TO DO
Copy out the entries below exactly as they stand, but only from the line containing "insect wing in this photo." through the line containing "flight in this photo.".

Segment Start: RECORDS FOR THIS EXERCISE

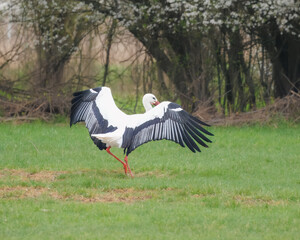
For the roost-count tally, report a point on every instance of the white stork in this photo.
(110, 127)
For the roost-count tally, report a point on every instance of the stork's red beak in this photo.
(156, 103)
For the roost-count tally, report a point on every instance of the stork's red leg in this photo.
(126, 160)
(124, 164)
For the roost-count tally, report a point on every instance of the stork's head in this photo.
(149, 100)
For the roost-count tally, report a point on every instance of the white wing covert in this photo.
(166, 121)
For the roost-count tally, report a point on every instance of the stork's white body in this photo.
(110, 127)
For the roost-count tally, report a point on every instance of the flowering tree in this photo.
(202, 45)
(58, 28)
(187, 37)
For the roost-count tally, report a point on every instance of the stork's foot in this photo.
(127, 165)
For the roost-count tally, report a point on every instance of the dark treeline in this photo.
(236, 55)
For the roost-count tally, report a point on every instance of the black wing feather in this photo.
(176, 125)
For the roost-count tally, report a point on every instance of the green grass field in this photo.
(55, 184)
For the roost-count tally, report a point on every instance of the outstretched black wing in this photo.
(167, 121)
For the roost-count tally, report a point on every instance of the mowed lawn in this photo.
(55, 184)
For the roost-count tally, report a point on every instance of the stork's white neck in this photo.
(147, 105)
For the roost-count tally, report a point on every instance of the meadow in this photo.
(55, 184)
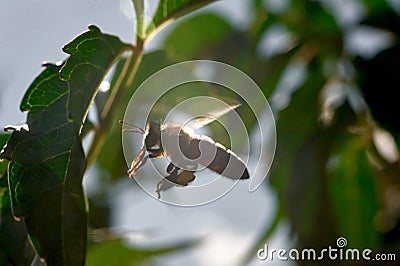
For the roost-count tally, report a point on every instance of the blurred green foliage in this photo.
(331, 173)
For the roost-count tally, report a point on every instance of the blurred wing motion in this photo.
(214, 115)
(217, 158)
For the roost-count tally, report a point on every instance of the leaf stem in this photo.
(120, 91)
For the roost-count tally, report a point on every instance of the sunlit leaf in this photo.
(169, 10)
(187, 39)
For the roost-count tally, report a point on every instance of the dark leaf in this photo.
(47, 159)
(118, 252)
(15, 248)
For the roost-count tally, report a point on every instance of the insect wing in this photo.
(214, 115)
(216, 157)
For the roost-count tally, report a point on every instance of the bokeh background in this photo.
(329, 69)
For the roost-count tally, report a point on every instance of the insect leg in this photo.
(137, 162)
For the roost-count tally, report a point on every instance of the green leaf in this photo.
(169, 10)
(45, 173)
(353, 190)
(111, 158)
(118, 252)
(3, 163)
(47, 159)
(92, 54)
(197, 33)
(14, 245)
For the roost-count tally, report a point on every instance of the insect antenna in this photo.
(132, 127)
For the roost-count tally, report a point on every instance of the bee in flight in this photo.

Segment End: RECORDS FOR THIS EXERCISE
Segment Start: RECORDS FOR THIS EXERCISE

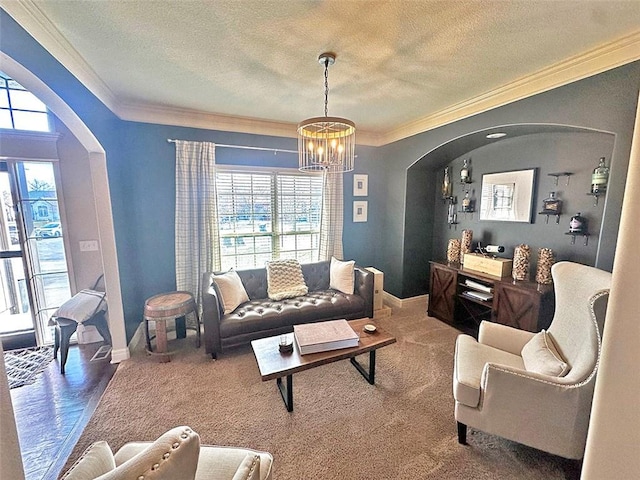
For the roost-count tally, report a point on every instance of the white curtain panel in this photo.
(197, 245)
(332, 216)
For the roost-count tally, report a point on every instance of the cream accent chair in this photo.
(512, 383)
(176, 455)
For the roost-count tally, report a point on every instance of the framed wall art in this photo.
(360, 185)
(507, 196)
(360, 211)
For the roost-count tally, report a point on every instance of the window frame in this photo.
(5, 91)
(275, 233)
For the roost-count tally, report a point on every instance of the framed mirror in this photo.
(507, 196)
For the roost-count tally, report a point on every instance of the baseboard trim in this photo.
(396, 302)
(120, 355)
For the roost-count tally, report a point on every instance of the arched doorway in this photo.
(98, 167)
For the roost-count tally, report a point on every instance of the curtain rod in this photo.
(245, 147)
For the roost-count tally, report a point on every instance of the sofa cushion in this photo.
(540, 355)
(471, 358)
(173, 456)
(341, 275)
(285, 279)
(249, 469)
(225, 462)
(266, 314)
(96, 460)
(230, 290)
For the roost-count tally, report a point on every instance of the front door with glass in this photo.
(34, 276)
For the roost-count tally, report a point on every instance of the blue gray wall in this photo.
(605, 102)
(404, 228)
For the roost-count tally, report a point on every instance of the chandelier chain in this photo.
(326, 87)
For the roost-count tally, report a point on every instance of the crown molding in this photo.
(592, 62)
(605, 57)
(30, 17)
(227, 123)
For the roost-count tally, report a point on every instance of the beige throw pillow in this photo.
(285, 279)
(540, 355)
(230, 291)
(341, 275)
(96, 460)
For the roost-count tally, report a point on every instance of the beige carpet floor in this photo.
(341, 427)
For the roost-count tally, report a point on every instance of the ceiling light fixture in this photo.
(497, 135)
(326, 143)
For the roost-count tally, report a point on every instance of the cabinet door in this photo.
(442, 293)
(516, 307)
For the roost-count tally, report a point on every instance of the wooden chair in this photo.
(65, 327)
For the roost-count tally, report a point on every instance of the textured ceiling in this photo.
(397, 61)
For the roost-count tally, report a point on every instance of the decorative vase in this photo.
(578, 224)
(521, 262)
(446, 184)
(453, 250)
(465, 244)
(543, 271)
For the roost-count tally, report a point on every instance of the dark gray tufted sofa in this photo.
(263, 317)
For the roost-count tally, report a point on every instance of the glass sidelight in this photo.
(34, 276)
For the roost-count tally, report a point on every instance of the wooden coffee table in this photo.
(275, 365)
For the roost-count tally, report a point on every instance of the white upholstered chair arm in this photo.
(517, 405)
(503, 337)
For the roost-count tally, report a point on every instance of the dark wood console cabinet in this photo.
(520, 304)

Segment End: RECORDS FOR THIS EXERCISE

THE ANSWER
For the roost-count tally, report a point on every instance of the insect wing in this photo.
(214, 115)
(216, 157)
For the roost-count tally, report a point on every instance of the bokeh background in this photo.
(329, 69)
For the roost-count tally, report a point on every instance of the insect leg in this photo.
(137, 162)
For the roost-count tally, report a point on every instance of the green leaf in this photo.
(169, 10)
(45, 173)
(353, 190)
(111, 158)
(118, 252)
(3, 163)
(47, 159)
(92, 54)
(197, 33)
(14, 245)
For the roost-count tally, report a point on every instance of the insect antenna in this photo.
(132, 127)
For the roost-count tally, report a point on every instance of the bee in flight in this photo.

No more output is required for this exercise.